— Enunciado de tarea —
Según el texto sobre la viruela, ¿cuántas personas se ha calculado que fallecían cada año por la enfermedad en el Viejo Continente?

— Bloque de texto —
- - - - -

Avances contra la viruela en Europa: historia de una vacuna
Esta es la historia de cómo se desarrolló la vacuna contra la viruela.
Algunas fuentes señalan que ya en el siglo XI se practicaba en Asia central la inoculación de la viruela o variolización para prevenirla. Existen testimonios del siglo XVI que acreditan que por entonces tal recurso se conocía y empleaba en China, y poco después en la India, Sudán y Turquía, entre otros países. Existían diversas variantes en el procedimiento para conseguir el contagio, siempre a partir de las pústulas de algún enfermo que había superado la dolencia en forma leve. La práctica consistía en la administración a una persona sana de las citadas pústulas, secas y molidas o ralladas, por los orificios nasales, en incisiones provocadas en la piel o haciendo que un niño sano llevase la ropa usada por otro que había tenido la enfermedad.
La viruela era un mal grave y muy contagioso que comenzaba con fiebres y continuaba con la aparición de vesículas con pus en la piel, que dejaban una huella imborrable en forma de cicatrices o ceguera, cuando el proceso no finalizaba en la muerte. Parece que desde comienzos del siglo XVII el virus se volvió más agresivo –hoy diríamos que por una mutación– y en el Viejo Continente fueron más frecuentes las epidemias, donde se ha calculado que cada año fallecían por ello 400 000 personas.

- - - - -

— Datos para revisión —
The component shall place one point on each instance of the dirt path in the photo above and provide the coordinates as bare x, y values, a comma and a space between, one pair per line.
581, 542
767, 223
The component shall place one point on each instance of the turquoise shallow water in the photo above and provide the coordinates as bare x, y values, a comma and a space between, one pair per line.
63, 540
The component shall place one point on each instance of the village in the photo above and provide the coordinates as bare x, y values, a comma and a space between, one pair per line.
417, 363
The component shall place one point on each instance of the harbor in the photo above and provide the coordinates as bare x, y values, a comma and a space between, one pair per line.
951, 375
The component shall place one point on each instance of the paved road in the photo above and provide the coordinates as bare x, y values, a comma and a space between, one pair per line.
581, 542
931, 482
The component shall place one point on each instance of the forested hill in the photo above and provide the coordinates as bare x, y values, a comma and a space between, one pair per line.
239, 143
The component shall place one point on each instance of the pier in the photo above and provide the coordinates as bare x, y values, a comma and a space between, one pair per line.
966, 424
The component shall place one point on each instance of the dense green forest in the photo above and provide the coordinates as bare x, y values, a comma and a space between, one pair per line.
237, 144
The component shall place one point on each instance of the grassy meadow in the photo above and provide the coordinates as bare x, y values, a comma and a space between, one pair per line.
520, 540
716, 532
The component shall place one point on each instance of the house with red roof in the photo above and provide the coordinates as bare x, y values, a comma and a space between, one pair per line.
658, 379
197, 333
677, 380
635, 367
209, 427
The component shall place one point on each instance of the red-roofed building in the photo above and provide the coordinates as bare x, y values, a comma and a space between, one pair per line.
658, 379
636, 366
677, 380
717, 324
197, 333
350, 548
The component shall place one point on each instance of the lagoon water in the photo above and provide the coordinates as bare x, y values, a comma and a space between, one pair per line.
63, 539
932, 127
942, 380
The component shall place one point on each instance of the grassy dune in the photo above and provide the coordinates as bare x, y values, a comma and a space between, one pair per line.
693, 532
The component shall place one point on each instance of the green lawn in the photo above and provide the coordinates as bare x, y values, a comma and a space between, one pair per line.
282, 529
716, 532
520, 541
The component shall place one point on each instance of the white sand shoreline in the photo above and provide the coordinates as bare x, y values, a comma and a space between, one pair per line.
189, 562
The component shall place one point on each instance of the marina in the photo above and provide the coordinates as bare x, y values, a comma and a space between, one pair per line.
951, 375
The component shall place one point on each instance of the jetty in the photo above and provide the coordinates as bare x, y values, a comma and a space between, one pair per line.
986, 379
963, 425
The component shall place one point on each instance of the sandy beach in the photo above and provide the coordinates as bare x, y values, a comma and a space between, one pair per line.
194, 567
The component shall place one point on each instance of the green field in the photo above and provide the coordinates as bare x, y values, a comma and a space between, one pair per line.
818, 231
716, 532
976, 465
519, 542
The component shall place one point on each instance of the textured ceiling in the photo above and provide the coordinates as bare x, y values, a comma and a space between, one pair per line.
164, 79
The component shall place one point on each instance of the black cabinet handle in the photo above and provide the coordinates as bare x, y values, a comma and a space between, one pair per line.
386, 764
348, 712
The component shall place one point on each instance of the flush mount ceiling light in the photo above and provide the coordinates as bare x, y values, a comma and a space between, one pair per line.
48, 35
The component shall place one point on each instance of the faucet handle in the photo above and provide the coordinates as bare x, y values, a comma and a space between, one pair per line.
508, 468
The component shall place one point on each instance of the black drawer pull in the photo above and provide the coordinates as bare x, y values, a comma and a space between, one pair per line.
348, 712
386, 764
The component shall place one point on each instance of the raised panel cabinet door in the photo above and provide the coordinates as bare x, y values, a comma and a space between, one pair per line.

- - - - -

— Solución del ejercicio —
400 000 personas cada año.